→ **The task**:
Continue the article on how the election could affect the housing market, starting after its last sentence.

How Will the Housing Market Be Affected by the Election?
As the United States awaits the result of the presidential election, uncertainty surrounds virtually every socioeconomic issue. 2020 has been an unpredictable year for all industries, and people are anxious to see how the election could change things. The future of the housing market seems particularly challenging to predict.
Real estate and housing have had an unusual year, even compared to other industries amid COVID-19. Factors like falling mortgage rates have led to a housing boom overall, yet markets in more crowded cities have struggled. While housing demand has risen, 40 million Americans risk eviction due to widespread unemployment.
Amid these unique circumstances, the housing market faces an uncertain future. The election adds another variable that could either alleviate or exacerbate current conditions. So how will it affect the housing market?
How the Housing Market Has Reacted to Past Elections
To predict how the election might impact housing, it helps to look at past elections. In the past, new home sales dropped by a median of 15% around election time. Potential buyers tend to put any activity on pause until after the election when they can predict economic factors with more certainty.

→ **Given entries**:
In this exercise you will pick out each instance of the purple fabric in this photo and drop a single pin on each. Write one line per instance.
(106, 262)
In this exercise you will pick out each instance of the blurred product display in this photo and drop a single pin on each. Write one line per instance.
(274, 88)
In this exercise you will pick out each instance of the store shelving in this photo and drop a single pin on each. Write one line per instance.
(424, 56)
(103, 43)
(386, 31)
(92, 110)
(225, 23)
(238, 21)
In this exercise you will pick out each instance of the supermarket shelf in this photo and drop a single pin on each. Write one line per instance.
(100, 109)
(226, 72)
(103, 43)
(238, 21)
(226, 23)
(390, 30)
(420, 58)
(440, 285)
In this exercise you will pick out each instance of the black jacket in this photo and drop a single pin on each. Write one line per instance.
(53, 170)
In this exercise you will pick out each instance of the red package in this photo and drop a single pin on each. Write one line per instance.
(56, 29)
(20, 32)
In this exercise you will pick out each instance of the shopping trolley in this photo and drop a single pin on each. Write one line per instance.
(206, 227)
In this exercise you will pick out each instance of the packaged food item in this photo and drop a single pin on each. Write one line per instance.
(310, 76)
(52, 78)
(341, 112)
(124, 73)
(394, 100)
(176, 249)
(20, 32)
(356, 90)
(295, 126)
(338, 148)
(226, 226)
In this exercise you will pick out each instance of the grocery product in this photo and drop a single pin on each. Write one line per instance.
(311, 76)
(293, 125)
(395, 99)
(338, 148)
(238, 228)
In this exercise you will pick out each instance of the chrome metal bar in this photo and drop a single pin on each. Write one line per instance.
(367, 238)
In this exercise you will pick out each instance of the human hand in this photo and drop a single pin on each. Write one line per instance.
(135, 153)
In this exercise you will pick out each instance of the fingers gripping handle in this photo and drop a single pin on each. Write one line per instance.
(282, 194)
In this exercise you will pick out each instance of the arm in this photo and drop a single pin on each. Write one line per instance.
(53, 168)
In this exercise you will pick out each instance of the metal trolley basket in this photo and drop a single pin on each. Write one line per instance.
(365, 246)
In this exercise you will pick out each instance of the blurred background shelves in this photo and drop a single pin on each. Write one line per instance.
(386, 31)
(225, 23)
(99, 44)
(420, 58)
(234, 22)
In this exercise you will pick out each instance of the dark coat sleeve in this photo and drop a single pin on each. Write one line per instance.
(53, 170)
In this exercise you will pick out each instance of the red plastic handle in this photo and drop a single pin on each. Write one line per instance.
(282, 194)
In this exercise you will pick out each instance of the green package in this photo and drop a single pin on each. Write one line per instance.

→ **Response area**:
In the year following an election, this decline in sales continues, but typically at roughly half the rate. After that, outside of any major policy changes, the market tends to recover. If these trends continue, housing sales will dip through the end of the year but rise again before the end of 2021.
As impactful as elections seem, mortgage interest rates have historically remained unaffected in election years. Even in 2008, rates shifted by less than 2%, despite it being an election year in the middle of a recession. So if 2020 follows historical precedent, the election itself won’t have a substantial immediate impact on the housing market.
Housing Policies of Each Candidate
Of course, buyers’ reactions to election uncertainty aren’t the only factor that affects the market. The market could respond differently to either candidates’ policies, which would likely represent a more substantial shift. Depending on who wins the election, housing policy would benefit either wealthier homeowners or lower-income buyers.
The Obama-era Affirmatively Furthering Fair Housing Act (AFFH) is likely the most significant thing in question here. President Trump had repealed the act, which required communities to combat housing discrimination through actions like constructing low-income housing. By contrast, Joe Biden intends to reinstate the policy should he win the election.
Biden’s housing plan also includes up to $15,000 in tax credits for first-time homebuyers. This policy, combined with the revival of AFFH, would favor buyers over sellers and current homeowners. Alternatively, Trump’s policies would likely further current conditions that create a more attractive market for homeowners and sellers.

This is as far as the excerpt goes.